- _Aim_: Find each line in the material below that contains the string "would", matching case exactly, and copy those lines out in full.

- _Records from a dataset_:
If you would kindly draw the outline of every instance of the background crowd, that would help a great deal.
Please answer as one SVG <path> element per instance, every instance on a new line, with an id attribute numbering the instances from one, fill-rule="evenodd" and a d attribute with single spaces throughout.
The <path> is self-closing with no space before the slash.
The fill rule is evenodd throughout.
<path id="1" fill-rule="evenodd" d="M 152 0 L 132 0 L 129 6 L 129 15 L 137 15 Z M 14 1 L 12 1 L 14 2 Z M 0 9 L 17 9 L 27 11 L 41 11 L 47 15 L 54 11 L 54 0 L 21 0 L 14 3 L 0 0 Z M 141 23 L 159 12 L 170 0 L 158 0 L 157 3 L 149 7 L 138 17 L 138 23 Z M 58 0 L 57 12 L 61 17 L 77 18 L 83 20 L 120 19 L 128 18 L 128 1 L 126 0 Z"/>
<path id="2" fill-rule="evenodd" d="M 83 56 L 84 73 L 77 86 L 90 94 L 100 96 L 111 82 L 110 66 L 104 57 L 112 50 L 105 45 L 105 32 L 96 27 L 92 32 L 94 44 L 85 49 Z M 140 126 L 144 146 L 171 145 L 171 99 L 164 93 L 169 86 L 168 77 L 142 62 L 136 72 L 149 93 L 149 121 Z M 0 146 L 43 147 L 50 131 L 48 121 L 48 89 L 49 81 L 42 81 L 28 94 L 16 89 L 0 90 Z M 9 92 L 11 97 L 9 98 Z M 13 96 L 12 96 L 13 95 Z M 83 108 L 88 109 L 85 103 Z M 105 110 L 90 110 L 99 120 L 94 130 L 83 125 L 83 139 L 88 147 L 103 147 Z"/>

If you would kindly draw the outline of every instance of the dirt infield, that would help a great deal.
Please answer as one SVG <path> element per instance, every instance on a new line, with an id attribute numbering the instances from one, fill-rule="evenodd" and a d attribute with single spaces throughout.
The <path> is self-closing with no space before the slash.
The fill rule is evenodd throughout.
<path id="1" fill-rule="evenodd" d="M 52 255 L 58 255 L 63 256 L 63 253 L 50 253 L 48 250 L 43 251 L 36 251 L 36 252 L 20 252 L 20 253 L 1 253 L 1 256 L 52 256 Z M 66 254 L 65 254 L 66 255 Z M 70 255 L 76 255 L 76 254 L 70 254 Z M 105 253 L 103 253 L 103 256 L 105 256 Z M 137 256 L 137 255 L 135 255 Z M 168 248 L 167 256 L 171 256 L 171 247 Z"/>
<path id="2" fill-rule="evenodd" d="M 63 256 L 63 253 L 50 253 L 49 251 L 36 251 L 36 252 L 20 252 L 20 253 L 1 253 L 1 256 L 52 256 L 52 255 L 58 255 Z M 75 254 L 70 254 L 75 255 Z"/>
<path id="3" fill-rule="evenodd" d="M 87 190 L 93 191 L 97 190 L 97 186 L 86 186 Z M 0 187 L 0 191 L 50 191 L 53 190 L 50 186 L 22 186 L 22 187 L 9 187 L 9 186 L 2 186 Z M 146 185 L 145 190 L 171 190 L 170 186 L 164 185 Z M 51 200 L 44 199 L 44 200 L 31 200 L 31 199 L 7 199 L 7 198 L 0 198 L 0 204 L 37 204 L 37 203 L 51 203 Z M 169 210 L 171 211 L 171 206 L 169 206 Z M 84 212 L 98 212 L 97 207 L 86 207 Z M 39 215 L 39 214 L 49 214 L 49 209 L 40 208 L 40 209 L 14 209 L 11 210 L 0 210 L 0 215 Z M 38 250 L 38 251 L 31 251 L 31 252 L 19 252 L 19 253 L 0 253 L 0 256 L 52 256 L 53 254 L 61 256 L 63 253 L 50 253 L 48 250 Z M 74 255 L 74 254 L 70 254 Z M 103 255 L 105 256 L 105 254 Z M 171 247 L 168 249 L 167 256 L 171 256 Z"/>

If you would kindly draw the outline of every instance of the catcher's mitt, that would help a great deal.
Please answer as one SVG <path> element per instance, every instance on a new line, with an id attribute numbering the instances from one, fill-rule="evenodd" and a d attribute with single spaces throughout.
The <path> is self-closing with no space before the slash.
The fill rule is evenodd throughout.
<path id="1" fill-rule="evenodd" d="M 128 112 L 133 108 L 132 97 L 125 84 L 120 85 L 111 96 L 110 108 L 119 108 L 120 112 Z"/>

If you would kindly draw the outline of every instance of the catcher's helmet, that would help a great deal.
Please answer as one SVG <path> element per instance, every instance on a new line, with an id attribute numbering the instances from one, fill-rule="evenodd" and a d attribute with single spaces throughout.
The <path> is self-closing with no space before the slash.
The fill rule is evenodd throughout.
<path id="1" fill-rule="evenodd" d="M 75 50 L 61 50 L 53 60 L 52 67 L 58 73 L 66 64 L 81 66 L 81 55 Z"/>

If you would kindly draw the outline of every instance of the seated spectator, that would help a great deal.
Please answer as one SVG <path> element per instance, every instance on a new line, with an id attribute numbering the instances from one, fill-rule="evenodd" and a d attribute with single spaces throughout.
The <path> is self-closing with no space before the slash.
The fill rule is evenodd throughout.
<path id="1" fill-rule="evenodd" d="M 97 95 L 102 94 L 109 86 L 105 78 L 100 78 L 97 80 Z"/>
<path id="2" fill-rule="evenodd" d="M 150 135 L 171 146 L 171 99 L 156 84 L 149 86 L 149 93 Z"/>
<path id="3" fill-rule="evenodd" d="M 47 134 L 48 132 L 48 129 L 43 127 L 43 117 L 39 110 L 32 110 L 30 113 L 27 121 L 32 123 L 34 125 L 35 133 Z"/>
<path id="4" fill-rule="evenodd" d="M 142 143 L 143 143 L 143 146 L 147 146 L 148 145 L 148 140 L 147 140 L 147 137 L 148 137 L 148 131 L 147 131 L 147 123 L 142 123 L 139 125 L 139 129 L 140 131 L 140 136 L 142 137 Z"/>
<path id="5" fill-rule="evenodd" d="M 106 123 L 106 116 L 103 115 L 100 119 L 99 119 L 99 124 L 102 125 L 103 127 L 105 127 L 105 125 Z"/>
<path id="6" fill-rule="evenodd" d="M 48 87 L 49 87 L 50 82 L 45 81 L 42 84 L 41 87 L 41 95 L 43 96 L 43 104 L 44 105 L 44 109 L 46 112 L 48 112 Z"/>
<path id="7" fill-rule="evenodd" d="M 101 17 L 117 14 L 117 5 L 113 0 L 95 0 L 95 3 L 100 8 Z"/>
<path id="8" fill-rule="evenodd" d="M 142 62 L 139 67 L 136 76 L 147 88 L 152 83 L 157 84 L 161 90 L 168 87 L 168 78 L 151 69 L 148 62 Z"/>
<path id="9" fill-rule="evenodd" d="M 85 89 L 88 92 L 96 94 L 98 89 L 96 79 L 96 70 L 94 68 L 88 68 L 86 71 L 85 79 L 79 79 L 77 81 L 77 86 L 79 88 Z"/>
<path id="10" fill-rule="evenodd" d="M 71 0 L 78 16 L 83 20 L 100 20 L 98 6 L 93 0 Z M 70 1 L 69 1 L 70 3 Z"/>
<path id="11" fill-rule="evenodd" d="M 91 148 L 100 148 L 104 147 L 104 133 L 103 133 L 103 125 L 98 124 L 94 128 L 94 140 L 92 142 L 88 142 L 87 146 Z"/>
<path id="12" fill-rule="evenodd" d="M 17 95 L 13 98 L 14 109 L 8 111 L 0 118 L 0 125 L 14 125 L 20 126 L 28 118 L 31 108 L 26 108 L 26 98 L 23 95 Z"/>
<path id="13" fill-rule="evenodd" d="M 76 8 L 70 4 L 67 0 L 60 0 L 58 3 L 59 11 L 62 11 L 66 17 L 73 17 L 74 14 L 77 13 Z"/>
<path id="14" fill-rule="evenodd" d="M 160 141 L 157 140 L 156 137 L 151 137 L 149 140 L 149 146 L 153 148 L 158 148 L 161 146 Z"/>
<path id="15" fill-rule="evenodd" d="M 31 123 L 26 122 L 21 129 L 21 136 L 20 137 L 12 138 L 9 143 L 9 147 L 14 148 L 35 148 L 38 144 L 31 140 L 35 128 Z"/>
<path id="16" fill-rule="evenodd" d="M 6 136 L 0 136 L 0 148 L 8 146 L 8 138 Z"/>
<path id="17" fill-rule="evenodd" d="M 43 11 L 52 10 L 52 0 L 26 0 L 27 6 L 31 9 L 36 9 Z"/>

- _Finished answer_:
If you would kindly draw the outline of every instance of the background crowd, that would help a great deal.
If you would kindly draw the outline of every instance of the dirt infield, that would help a great deal.
If you would kindly draw the outline of every instance of the catcher's mitt, that would help a great deal.
If you would kindly draw the outline of every instance of the catcher's helmet, that would help a great deal.
If you would kindly draw the outline of every instance of the seated spectator, that would help a great deal.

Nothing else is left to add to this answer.